▸ **TEXTO SELECCIONADO**
--- --- ---
El miedo

Stephen King escribe libros que parecen pesadillas como Carrie y el Resplandor. Él explica que para que el terror funcione en una historia, tiene que tener dos dimensiones: por un lado el gore, el asco, lo que no se quiere mirar. La otra dimensión es lo que se llama el factor de presión fóbica: un miedo que todos compartamos o que grandes porciones de la sociedad compartan.

Fotograma de película “El Resplandor”, basada en la novela de Stephen King

Mariana Enriquez, escritora Argentina del género de terror, muestra que un muy buen ejemplo de lo que dice Stephen King es el terror económico en Latinoamérica. Igual que una pesadilla, ese terror te puede tener toda la noche en vilo, sin poder dormir, pensando en qué va a pasar con la economía en el futuro hasta el punto de deformar la imaginación. En el caso de Mariana, el hallazgo del ejemplo viene de cerca, ella vivió y escribió sobre la hiperinflación que oscureció a Argentina en los años noventa, en su novela “Nuestra parte de noche”.
--- --- ---
▸ **EJERCICIO 1**
Reproduce el fragmento del texto sobre el miedo que va entre "Stephen King escribe" y "la sociedad compartan.", ambos incluidos.
▸ **EJERCICIO 2**
Según el texto sobre el miedo, ¿en qué novela escribió Mariana Enriquez sobre la hiperinflación en Argentina?
▸ **EJERCICIO 3**
Enumera todos los títulos de obras que aparecen en el texto sobre el miedo.

▸ **DATOS PROPORCIONADOS**
--- --- ---
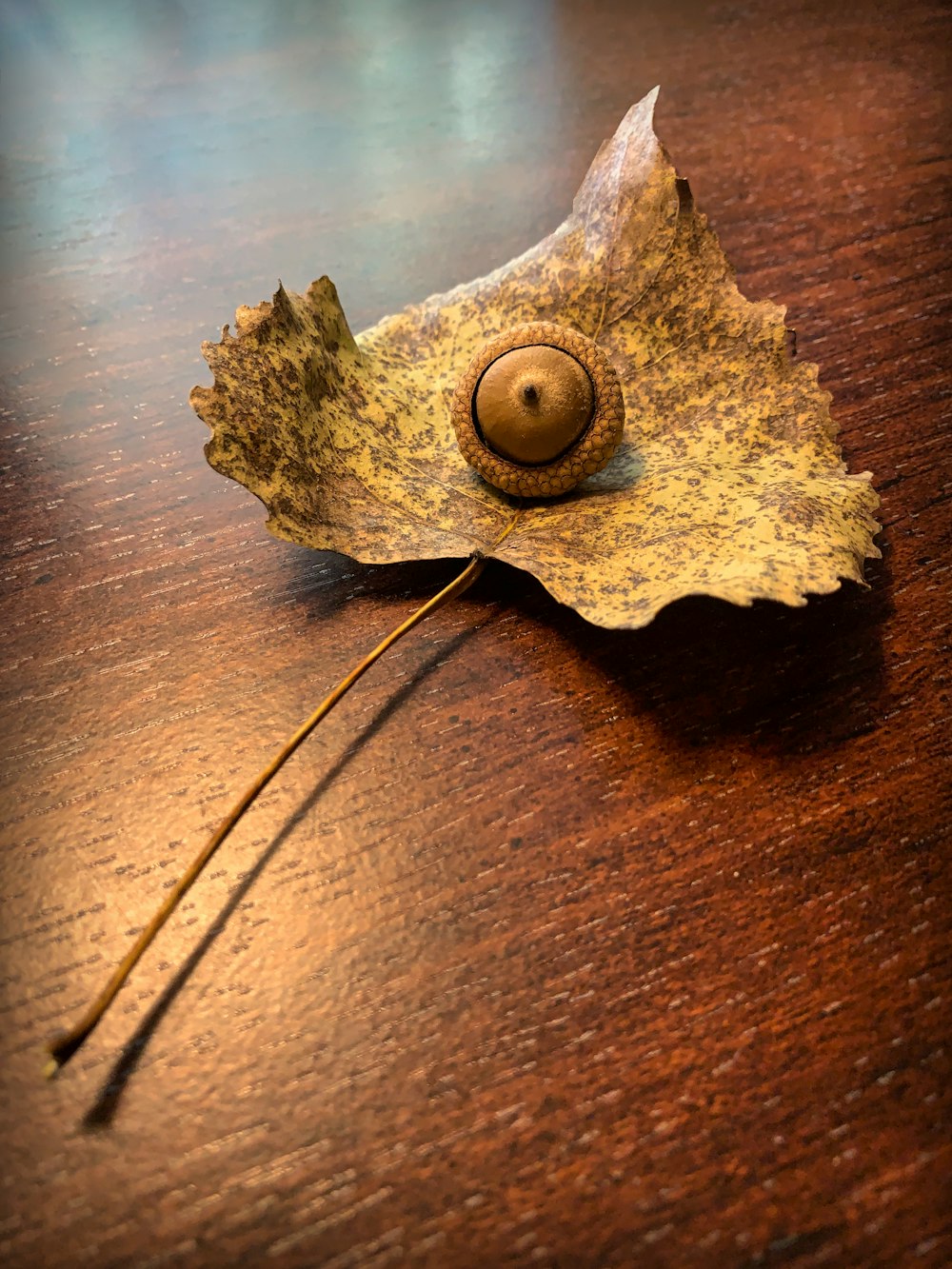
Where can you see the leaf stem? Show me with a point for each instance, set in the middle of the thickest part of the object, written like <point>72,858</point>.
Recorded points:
<point>63,1048</point>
--- --- ---
▸ **RESPUESTA 1**
Stephen King escribe libros que parecen pesadillas como Carrie y el Resplandor. Él explica que para que el terror funcione en una historia, tiene que tener dos dimensiones: por un lado el gore, el asco, lo que no se quiere mirar. La otra dimensión es lo que se llama el factor de presión fóbica: un miedo que todos compartamos o que grandes porciones de la sociedad compartan.

▸ **RESPUESTA 2**
En "Nuestra parte de noche".

▸ **RESPUESTA 3**
Carrie
El Resplandor
Nuestra parte de noche